**TASK PROMPT**
Output the entries below exactly as written, omitting pictures.
§
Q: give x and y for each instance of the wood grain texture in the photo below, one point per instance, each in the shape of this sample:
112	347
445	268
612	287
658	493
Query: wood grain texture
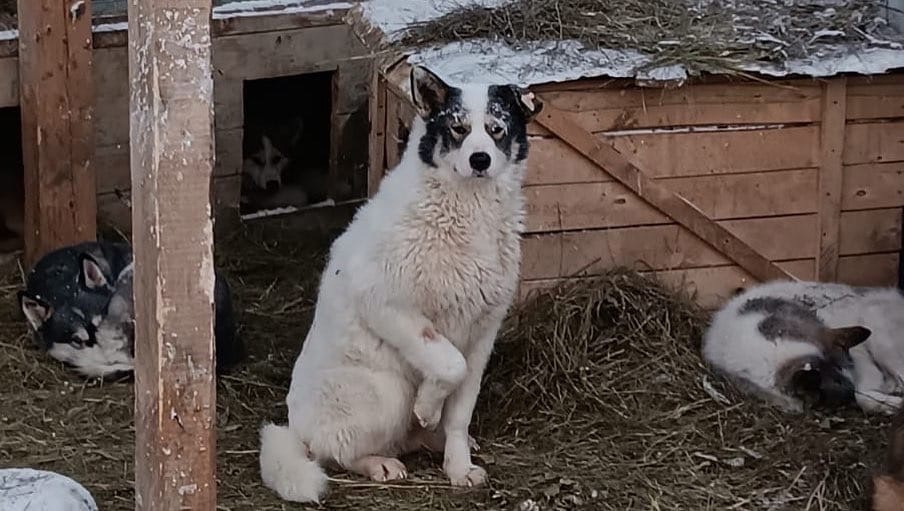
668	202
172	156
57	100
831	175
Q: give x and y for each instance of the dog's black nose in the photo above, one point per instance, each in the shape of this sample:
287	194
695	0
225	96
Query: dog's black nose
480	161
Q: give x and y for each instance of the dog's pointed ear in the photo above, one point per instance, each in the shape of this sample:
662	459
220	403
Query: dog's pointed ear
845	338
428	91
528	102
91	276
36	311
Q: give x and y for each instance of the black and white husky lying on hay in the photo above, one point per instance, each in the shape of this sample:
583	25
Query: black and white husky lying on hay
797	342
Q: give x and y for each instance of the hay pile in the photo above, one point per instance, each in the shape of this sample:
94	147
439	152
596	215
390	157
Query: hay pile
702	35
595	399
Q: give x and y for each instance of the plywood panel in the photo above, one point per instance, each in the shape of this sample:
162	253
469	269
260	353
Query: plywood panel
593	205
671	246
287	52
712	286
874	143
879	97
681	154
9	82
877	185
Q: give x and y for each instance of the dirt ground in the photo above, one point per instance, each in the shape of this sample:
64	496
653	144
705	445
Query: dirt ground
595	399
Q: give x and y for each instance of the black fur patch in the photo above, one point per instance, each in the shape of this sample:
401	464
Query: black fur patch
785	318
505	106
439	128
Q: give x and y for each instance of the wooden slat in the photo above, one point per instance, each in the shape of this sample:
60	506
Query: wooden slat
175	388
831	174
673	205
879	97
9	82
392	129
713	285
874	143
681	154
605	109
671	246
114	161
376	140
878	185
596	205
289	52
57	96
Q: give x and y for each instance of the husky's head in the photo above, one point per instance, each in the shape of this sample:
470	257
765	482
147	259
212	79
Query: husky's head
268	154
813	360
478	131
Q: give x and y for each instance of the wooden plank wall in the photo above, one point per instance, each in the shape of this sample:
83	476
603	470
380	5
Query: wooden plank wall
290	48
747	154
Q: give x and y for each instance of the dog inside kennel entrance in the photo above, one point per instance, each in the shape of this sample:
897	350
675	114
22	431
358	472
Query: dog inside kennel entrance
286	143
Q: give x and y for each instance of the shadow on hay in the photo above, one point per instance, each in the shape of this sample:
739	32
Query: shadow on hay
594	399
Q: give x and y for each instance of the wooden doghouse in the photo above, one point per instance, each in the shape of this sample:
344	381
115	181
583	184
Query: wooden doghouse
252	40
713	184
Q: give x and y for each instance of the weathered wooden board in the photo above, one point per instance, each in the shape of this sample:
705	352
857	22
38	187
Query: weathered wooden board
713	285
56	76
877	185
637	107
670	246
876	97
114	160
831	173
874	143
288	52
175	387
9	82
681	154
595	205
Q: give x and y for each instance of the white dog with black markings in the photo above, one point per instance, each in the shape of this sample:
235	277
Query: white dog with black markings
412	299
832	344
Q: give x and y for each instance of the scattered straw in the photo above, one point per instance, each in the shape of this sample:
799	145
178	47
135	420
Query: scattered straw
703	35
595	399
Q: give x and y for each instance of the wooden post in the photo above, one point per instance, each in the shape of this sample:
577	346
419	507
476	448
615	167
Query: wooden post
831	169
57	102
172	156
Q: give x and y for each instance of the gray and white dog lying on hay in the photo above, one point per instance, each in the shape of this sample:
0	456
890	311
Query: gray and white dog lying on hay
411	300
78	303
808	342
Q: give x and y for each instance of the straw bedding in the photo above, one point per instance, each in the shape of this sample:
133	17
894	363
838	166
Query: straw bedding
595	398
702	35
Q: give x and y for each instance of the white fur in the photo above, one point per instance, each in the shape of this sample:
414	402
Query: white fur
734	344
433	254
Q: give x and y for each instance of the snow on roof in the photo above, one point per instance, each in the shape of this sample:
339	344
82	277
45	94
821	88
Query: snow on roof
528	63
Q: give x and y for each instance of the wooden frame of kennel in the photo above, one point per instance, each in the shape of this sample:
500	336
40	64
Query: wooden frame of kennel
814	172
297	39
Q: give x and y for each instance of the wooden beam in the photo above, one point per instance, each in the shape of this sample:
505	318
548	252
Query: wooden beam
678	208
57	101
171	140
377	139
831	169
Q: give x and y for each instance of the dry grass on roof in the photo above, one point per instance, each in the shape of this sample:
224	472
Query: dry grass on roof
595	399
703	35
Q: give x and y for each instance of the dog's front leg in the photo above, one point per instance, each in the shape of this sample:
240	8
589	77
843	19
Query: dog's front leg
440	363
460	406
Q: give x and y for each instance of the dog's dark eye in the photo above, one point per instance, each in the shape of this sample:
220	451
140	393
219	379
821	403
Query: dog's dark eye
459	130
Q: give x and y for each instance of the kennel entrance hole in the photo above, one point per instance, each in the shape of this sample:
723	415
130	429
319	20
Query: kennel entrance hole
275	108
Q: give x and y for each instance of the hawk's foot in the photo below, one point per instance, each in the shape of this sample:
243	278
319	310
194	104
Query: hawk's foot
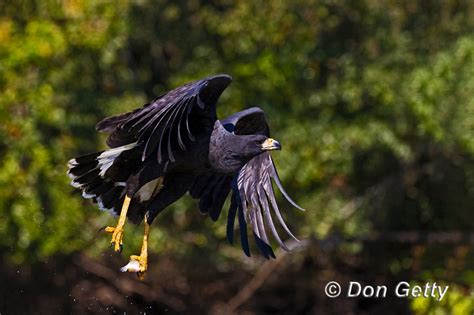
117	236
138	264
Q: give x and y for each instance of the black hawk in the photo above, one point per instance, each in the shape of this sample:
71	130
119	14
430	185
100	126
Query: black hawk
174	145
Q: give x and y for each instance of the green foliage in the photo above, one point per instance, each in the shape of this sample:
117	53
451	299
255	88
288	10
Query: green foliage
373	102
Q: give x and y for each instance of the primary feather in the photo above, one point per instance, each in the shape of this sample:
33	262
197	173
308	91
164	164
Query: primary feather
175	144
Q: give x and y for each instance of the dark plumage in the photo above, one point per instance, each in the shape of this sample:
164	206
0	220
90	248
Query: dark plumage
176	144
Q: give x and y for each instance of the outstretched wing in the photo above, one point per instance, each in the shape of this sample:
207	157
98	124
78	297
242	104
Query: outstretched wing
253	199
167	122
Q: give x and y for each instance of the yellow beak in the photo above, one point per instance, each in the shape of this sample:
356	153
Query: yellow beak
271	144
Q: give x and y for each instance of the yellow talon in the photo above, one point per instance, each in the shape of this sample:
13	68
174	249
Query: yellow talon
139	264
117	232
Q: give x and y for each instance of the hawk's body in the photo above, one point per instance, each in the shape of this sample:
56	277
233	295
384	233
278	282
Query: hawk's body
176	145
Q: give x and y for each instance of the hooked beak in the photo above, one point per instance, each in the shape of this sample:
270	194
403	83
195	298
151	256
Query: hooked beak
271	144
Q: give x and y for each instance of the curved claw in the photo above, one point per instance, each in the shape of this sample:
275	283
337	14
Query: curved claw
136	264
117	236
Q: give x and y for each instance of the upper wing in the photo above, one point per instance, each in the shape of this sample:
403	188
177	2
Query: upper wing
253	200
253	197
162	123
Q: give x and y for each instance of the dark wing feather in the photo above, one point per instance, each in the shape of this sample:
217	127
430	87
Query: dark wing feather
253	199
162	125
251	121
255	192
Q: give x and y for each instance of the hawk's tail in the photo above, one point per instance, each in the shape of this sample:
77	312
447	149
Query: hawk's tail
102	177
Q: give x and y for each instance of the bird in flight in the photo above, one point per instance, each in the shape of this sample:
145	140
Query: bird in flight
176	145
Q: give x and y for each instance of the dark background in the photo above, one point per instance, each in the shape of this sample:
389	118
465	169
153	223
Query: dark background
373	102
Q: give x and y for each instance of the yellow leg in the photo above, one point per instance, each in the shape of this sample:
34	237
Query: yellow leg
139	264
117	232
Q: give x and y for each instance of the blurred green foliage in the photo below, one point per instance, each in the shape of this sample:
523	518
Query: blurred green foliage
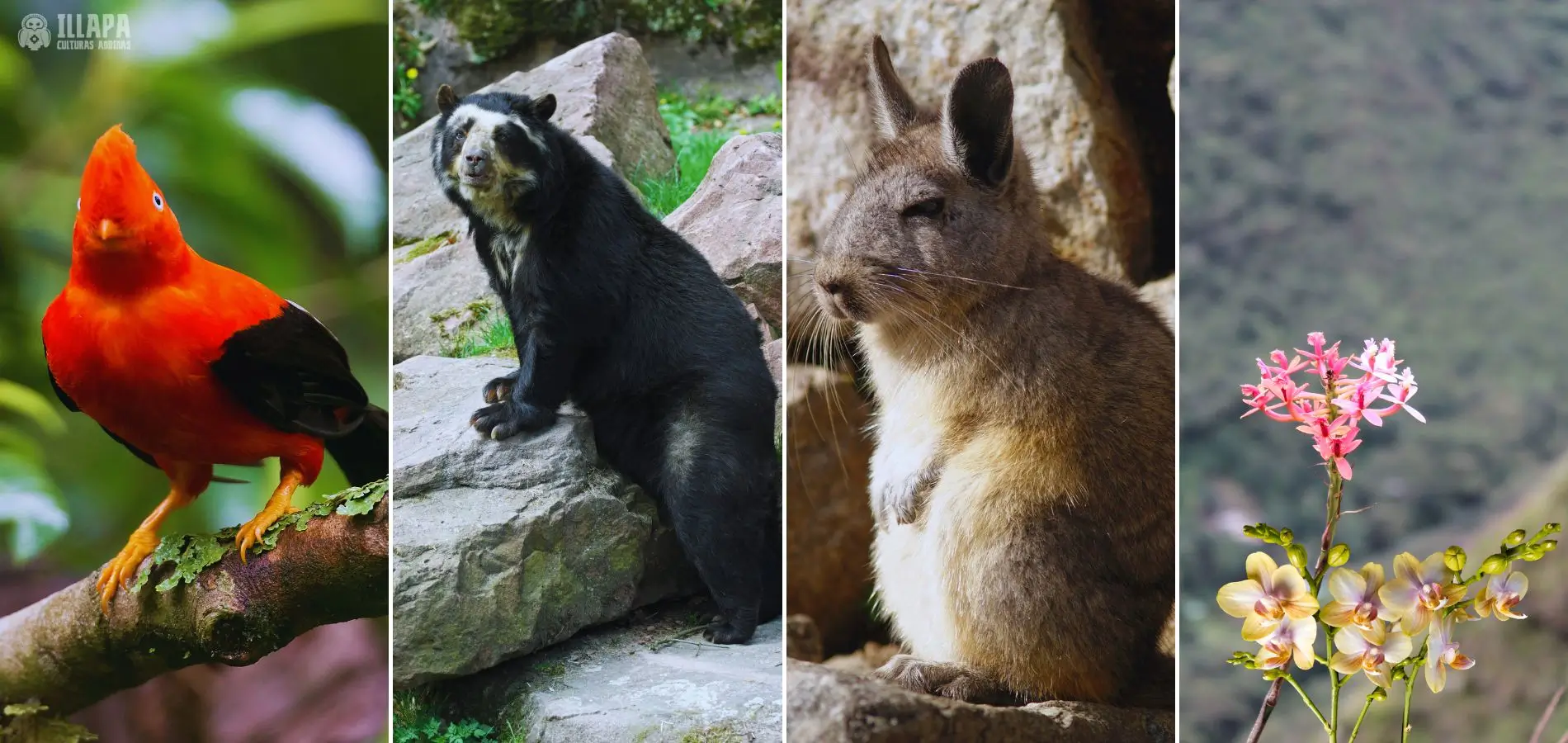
§
**SOLUTION TO THIS PROBLEM**
Q: give x and y for each instance of the wood grain texture in the photo below, one point per instance, each in the shape of this sample:
112	347
445	268
612	287
658	493
Query: wood grain texture
668	202
172	156
57	100
831	175
Q: give x and y for each instance of the dog's black nose in the photo above, one point per instance, each in the shape of this sample:
287	194
695	0
225	96
Query: dog's black nose
480	161
Q: give x and y for each instance of the dog's pointed ear in the photo above, one point per instance, each in the shape of this sample:
662	459
220	403
Query: dog's pointed ear
845	338
428	91
528	102
91	276
36	311
Q: give x and y for each instance of the black and white husky lying on hay in the photo above, one point per instance, each in the shape of this sample:
583	25
Query: black and white husky lying on hay
797	342
Q: give x and y for each instance of the hay pile in the photo above, one point per instance, each in the shape of this sample:
94	147
439	152
596	215
390	157
Query: hay pile
702	35
595	399
Q: give x and y for each instance of the plywood panel in the photo above, one point per instance, each in the shape of this sample:
162	253
469	269
260	353
Query: plywood panel
593	205
671	246
287	52
712	286
874	143
879	97
681	154
9	82
877	185
Q: give x and y for each instance of the dirt ground in the photo above, one point per instance, each in the shape of this sample:
64	496
653	144
705	445
Query: dirt ground
595	399
Q: give x and y for each instance of the black fur patch in the photo above, one point per instance, each in the shape of this sample:
401	464
Query: black fur patch
785	318
505	106
439	128
Q: give x and y for each instance of the wooden slat in the photo above, one point per instance, each in the shape of this sample:
60	506
Query: wooden slat
175	388
831	174
673	205
879	97
9	82
392	129
713	285
874	143
681	154
605	109
671	246
114	161
376	140
878	185
596	205
289	52
57	96
Q: give x and y for each instance of the husky's head in the photo above, one point per instance, each in the shape of this sample:
470	257
765	482
147	259
212	79
Query: husky's head
268	154
813	360
478	131
Q: give x and y for each instance of the wooden plank wall in the photo above, one point per instance, each in the shape of this sample:
83	476
603	470
380	5
Query: wooden plank wall
290	48
747	154
Q: give x and y for each instance of the dog inside kennel entrance in the photo above, one point per instance, each in the shape of this sample:
897	350
675	114
22	431
358	472
Query: dog inside kennel entrance
286	143
Q: give x and y for each instance of the shadow on hay in the photo above, one point per instance, each in the shape of this sample:
739	32
Query: shadow on hay
594	399
Q: give x and y for each instance of the wooden doghouse in the photo above, one point per instance, each in the shape of this sample:
344	381
115	181
583	184
Query: wooden doghouse
252	40
713	184
Q: give x and y for each instance of the weathered wooden board in the photo above, one point per instance, each in the shape of this sample:
705	352
857	22
38	187
Query: weathered wooden board
713	285
56	76
877	185
637	107
670	246
876	97
114	160
831	173
874	143
288	52
175	387
9	82
681	154
595	205
Q: give x and y for each instance of the white dog with black markings in the photo above, one point per instance, each in the shape of this sample:
235	277
Query: white dog with black markings
412	299
832	344
Q: give x and y for each instance of the scattered straw in the photo above, one point per instance, each in the shape of this sample:
799	145
178	47
135	420
Query: scattered straw
703	35
595	399
Q: give x and y for each instance of the wooden post in the photo above, one point per instance, each in the shape of this sample:
577	346
419	507
476	448
615	167
Query: wooden post
831	169
57	102
172	156
Q: give x and y for each instance of the gray and white dog lying on hay in the photo above, one point per instance, each in the shape of this sample:
0	456
890	311
Query: gray and white dog lying on hay
411	300
78	303
808	342
Q: give x and y for each instance of the straw bedding in the photo above, one point per instance, each in the shape of this sample:
133	17
894	363
838	166
Query: straw bedding
595	398
702	35
Q: give x and y for each instance of the white fur in the photo above, one point per instance, each in the shape of this sample:
414	402
Query: white fur
734	344
433	254
Q: give x and y for each instance of the snow on roof in the photo above, one point per instance, each in the shape of this sample:
339	344
82	277
45	94
821	88
Query: snow on roof
528	63
Q: give x and y for each instance of the wooden frame of kennel in the photo above, one point per instance, each in the shape of this sample:
500	336
40	64
Query: wooden frame of kennel
814	172
297	39
Q: give x and y for each instance of the wooden beam in the photo above, one point per instance, each in the shape of this sample:
505	318
548	252
Query: wooden beam
678	208
57	101
171	140
377	139
831	169
Q: give x and y for each instance of the dry grass on roof in the photo above, one point per instance, each in the shape of this sample:
224	472
Query: dry grass on roof
595	399
703	35
Q: give x and y for each instance of the dog's front leg in the photo above, one point per instance, each in the shape of this sample:
240	8
589	77
843	19
Query: dog's front leg
440	363
460	406
Q: give x and y for each instance of the dog's dark eye in the photo above, one point per instance, each in the shape of this sample:
220	451
140	393
219	379
821	403
Query: dog's dark eye
459	130
Q: give x and y for each instance of the kennel entrance hole in the photo above, one point per instance, each in the shape of this sample:
723	415
130	429
319	20
Query: kennel entrance hole
275	108
Q: give x and y for each instance of the hawk's foot in the photo below, one point per instance, each in the shape of this sample:
243	278
319	310
194	104
Query: hawk's foot
117	236
138	264
Q: give x and y for each instance of the black hawk in the photo above, one point per instance, each in the shape of this sample:
71	130
119	14
430	185
100	126
Query: black hawk
174	145
Q: give x and y for each instance of the green foliage in the photo above, one point per instance, each in the shape of this sample:
117	53
451	299
255	88
288	10
Query: green foliage
373	102
Q: give x and y for each instance of the primary feather in the photo above, one point per instance, each in the shape of this sample:
33	262
197	173
308	91
164	164
Query: primary feather
175	144
Q: give x and y for each instance of the dark plumage in the photo above, one point per instance, each in the shape of this sample:
164	206
0	220
90	248
Query: dark plumage
176	144
Q: give x and y for each instance of the outstretched wing in the photo above, one point per instance, each in the shape of this sample:
207	157
98	124
78	297
242	104
Query: outstretched wing
253	199
167	122
Q: give x and y for each instance of the yellow beak in the photo above, one point per instance, each in the shape of this sample:
356	153
Query: yellow beak
271	144
Q: give x and y for each instance of the yellow talon in the photo above, one point per instance, each in the shape of this sample:
13	68
174	249
Query: yellow talon
139	264
117	232
Q: give x and y for each instance of the hawk's body in the photo above, one point per instance, each in the shape of this sample:
56	277
233	295
384	233
278	282
Query: hawk's body
176	145
Q: give x and y for each instance of the hooked beak in the photo above, one point per instance, each in the shape of this sample:
270	194
403	83
195	298
151	256
Query: hooked beak
271	144
Q: give x and y for each instance of the curved claw in the photo above, one point per instance, each in the shape of this sample:
275	283
337	14
Query: curved claw
136	264
117	236
Q: give x and y for each instance of the upper wing in the photo above, one point per instance, each in the shape of this sample:
403	188
177	2
Query: upper wing
253	200
253	197
162	123
Q: give x and y for each instance of the dark wing feather in the photo above, one point per instance, each in the shape of this sample:
217	127
430	87
Query: dark wing feather
253	199
162	125
251	121
255	192
Q: give x and y for each instance of the hawk's tail in the photo above, one point per instance, each in the shape of this sample:
77	312
447	149
Query: hawk's tail
102	177
Q: give x and y for each instance of the bird in flight in the photo above, one point per instance, each in the shape of this sample:
145	140
Query: bird in flight
176	145
Q: give x and y for each instance of the dark background in the photo above, one point per instance, each in the shape of this sample:
389	118
465	169
153	223
Query: dark background
373	102
Q: give x and y for each instance of the yellow leg in the photo above, one point per instance, each in the shape of this sample:
34	237
Query: yellow leg
139	264
117	232
Q: give x and y for each instance of the blurred green foliage in the photo below, one point per instance, each in the shape of this sample:
523	518
Query: blurred green foliage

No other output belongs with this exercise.